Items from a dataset
•••
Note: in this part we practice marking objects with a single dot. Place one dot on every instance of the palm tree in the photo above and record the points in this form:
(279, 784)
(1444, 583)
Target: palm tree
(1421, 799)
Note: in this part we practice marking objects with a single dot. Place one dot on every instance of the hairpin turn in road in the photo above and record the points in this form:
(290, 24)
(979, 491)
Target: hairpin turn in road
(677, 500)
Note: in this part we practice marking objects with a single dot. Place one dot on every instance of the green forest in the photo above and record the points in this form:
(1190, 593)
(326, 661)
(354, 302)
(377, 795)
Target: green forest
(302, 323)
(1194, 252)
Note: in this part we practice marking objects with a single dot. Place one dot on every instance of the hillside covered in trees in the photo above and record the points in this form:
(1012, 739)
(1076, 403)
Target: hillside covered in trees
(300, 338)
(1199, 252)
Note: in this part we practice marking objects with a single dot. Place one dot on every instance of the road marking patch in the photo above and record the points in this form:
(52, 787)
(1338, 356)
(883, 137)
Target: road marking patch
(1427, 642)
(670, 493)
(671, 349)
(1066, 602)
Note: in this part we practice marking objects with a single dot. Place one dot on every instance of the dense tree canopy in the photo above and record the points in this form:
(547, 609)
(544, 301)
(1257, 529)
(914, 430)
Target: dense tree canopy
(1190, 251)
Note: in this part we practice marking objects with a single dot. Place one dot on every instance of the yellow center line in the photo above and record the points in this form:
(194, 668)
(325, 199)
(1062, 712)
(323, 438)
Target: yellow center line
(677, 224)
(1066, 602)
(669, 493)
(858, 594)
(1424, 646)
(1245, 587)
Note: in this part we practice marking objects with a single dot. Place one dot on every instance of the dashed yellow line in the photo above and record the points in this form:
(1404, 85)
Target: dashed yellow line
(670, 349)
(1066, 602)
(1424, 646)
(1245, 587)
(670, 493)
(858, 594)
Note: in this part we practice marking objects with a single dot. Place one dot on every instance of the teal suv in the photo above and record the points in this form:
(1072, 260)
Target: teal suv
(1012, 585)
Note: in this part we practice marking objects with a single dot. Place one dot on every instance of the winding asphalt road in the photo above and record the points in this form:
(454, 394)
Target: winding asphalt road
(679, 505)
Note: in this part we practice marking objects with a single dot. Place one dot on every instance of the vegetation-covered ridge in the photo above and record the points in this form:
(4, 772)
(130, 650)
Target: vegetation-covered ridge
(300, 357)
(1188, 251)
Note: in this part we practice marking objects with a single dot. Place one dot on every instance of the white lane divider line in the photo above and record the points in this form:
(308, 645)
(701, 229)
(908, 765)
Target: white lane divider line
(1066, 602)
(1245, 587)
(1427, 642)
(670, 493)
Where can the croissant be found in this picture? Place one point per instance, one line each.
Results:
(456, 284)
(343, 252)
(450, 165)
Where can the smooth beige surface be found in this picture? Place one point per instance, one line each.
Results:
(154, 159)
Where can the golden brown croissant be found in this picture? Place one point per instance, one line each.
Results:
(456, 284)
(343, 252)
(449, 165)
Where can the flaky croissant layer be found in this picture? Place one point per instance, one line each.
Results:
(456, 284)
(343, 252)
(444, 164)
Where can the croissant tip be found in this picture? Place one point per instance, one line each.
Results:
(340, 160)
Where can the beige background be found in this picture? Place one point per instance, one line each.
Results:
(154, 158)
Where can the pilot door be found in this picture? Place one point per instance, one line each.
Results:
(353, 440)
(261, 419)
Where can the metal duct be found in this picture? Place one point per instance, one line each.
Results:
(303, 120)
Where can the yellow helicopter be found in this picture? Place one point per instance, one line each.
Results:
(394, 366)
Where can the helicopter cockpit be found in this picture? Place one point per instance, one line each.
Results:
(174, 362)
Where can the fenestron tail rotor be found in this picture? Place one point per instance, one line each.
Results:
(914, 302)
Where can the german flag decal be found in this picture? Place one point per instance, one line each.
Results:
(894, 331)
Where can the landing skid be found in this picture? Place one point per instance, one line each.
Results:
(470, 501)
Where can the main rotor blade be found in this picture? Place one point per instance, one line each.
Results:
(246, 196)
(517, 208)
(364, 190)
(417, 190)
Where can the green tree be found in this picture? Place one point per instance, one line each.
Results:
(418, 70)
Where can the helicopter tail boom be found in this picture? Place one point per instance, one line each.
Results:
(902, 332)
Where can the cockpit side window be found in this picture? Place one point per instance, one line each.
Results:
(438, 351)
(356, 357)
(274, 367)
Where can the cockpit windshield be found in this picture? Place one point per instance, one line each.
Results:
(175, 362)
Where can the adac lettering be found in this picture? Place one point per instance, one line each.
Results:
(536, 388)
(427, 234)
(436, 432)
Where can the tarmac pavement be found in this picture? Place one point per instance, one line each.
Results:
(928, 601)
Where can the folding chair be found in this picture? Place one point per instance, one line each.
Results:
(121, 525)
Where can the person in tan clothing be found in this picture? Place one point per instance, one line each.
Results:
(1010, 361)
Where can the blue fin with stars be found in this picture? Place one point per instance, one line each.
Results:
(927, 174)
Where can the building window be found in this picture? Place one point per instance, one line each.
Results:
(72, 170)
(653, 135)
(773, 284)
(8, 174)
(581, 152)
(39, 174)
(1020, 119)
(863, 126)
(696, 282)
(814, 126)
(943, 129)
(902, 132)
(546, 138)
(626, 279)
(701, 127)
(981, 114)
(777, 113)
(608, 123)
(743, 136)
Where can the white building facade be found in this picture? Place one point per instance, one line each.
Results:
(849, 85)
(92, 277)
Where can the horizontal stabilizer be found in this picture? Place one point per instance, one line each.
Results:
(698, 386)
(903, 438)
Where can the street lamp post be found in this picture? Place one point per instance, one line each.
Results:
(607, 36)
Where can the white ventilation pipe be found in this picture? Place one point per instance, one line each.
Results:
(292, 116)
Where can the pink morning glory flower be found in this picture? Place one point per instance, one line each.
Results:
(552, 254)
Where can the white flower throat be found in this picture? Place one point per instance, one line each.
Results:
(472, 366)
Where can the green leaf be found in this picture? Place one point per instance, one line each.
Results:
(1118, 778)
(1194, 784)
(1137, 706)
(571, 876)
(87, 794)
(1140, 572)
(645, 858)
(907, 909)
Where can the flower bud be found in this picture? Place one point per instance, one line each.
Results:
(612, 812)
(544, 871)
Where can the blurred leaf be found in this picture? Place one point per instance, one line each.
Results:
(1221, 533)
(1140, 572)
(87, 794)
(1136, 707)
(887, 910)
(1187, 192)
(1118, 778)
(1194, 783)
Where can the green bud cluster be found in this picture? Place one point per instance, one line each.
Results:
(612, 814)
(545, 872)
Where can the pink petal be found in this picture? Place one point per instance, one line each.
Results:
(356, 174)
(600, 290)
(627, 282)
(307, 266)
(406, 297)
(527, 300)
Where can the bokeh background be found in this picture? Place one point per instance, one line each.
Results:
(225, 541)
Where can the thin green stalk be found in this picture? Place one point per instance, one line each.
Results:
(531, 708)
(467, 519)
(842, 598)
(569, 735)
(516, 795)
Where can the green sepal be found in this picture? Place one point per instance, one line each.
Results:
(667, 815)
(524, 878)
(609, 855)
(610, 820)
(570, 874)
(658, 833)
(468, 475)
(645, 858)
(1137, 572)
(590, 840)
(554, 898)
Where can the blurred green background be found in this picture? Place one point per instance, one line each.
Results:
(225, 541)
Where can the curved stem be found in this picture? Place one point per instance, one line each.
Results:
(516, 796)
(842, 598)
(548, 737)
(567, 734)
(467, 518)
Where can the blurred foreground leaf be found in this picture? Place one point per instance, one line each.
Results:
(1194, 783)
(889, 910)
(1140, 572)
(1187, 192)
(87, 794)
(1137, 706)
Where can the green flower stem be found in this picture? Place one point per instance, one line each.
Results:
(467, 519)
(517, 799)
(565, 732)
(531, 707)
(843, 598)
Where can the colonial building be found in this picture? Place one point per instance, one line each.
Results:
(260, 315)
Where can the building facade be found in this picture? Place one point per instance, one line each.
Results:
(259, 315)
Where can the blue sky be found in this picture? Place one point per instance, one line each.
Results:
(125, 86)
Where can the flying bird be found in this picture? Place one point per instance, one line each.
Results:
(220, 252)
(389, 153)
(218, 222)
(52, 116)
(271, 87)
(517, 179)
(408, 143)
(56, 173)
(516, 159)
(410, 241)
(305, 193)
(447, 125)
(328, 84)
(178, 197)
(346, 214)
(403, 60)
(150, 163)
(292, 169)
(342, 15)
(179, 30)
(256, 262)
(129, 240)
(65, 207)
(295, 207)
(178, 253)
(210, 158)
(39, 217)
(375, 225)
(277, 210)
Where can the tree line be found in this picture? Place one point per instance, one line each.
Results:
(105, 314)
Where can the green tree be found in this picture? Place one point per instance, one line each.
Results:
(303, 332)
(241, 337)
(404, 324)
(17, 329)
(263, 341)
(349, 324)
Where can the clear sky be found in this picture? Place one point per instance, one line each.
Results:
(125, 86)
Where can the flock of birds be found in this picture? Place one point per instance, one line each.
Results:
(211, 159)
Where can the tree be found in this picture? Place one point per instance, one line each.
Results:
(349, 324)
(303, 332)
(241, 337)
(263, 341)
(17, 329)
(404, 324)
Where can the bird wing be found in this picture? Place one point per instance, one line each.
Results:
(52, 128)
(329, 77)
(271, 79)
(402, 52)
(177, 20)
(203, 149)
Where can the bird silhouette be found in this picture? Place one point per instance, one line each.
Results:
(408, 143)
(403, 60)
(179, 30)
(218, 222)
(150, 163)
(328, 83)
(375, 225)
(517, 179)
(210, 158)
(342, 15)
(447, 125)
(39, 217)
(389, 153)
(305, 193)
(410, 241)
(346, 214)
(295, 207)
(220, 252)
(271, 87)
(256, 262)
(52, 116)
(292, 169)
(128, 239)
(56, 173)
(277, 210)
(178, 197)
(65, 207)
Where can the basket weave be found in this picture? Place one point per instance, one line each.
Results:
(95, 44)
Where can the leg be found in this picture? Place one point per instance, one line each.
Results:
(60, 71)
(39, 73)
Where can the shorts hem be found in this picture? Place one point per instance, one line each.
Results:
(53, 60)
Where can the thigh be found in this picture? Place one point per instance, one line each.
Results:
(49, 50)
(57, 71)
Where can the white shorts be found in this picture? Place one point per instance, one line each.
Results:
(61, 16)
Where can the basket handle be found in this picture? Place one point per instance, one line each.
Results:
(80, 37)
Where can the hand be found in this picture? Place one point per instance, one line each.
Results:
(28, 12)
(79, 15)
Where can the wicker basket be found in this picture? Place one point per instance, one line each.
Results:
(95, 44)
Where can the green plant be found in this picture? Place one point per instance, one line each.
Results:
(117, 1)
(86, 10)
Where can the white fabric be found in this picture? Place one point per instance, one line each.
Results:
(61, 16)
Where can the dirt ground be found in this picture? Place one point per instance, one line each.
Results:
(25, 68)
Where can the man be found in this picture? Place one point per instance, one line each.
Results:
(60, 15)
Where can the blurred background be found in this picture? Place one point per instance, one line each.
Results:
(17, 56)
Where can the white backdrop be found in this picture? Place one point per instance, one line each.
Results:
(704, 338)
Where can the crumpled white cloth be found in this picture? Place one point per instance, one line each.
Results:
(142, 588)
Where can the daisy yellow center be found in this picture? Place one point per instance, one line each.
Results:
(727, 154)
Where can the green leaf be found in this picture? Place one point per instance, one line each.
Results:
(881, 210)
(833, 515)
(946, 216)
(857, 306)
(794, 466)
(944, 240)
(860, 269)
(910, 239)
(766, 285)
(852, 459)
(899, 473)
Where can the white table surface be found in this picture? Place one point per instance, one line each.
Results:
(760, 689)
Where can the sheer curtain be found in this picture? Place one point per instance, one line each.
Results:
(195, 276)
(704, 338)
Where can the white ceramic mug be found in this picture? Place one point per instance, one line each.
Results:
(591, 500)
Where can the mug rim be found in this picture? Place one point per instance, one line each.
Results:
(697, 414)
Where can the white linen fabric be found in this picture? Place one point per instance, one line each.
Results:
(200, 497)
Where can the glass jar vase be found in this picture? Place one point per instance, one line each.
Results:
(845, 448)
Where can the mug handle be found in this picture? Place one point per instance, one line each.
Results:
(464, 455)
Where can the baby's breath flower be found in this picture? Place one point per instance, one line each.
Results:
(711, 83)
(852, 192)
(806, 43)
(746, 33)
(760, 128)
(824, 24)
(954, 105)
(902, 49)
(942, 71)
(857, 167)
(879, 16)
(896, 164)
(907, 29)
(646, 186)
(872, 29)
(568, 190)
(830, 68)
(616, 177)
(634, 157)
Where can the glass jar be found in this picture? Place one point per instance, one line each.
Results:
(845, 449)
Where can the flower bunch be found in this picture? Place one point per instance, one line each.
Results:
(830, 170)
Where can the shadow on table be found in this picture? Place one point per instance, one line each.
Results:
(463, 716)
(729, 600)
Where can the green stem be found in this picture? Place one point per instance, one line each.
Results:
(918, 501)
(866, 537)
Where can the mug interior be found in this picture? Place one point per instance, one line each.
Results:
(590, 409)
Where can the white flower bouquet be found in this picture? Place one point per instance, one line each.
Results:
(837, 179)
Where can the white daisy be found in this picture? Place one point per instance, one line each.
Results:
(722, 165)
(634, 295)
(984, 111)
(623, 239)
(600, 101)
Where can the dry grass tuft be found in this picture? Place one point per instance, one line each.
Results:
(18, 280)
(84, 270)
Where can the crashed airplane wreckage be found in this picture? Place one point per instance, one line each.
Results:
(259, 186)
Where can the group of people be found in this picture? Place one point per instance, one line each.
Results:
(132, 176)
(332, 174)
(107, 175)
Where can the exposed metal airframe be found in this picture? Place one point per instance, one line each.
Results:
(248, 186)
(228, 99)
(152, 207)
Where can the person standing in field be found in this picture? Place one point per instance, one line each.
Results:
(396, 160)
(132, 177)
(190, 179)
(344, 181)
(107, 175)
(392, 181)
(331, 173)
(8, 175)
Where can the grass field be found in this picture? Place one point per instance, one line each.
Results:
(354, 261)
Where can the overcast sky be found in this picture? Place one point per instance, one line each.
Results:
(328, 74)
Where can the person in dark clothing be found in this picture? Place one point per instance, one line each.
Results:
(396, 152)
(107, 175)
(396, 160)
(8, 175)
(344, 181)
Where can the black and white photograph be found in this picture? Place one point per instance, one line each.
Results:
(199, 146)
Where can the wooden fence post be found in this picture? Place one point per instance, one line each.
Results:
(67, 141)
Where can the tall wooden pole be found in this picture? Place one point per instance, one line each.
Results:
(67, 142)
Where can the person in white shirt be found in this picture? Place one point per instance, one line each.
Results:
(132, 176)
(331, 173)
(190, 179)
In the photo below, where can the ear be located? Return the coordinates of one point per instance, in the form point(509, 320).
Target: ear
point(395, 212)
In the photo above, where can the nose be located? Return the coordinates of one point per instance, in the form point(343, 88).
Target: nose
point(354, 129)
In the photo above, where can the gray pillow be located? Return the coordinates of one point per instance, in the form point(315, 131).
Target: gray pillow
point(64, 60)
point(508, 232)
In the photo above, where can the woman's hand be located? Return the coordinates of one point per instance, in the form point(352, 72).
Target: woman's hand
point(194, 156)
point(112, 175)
•••
Update the lines from the one containing "In the photo below, where" through the one containing "point(508, 232)", inclusive, by changing "gray pillow" to "gray cushion" and leaving everything else the same.

» **Response to this exercise**
In the photo below, where can the ear be located? Return the coordinates of one point per instance, in the form point(509, 320).
Target: ear
point(395, 212)
In the photo above, where can the nose be located? Return the coordinates of one point per instance, in the form point(343, 88).
Target: nose
point(354, 129)
In the photo above, where can the gray cushion be located? Return the coordinates of one point per instance, in the form point(315, 131).
Target: gray cushion
point(64, 60)
point(508, 232)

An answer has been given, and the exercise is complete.